Enunciado → Indica el número de líneas de abajo que contienen la cadena "cabin", distinguiendo entre mayúsculas y minúsculas. Responde solo con el número.

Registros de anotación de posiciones
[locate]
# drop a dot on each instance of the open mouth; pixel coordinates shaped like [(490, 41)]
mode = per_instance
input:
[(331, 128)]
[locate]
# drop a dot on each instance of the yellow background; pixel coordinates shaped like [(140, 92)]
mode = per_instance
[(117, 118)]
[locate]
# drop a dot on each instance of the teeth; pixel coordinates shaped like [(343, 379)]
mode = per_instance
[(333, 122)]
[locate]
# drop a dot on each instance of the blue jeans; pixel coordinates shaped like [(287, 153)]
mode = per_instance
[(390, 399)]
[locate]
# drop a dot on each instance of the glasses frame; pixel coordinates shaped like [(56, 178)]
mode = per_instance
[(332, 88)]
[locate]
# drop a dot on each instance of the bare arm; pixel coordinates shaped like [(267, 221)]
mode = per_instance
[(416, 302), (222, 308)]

---

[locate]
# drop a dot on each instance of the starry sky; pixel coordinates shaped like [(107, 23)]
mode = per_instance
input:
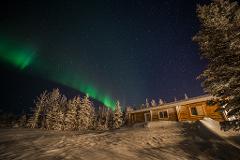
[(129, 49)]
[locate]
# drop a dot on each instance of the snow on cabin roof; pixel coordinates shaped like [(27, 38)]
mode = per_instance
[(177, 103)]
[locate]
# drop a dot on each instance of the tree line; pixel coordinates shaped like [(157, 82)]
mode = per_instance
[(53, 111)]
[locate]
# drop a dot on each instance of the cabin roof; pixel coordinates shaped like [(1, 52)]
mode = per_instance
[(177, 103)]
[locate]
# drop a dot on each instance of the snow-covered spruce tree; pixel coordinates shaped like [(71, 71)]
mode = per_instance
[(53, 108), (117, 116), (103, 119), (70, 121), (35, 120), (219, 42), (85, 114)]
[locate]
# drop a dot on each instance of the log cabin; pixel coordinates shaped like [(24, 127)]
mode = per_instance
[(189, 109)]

Respuesta completa → 3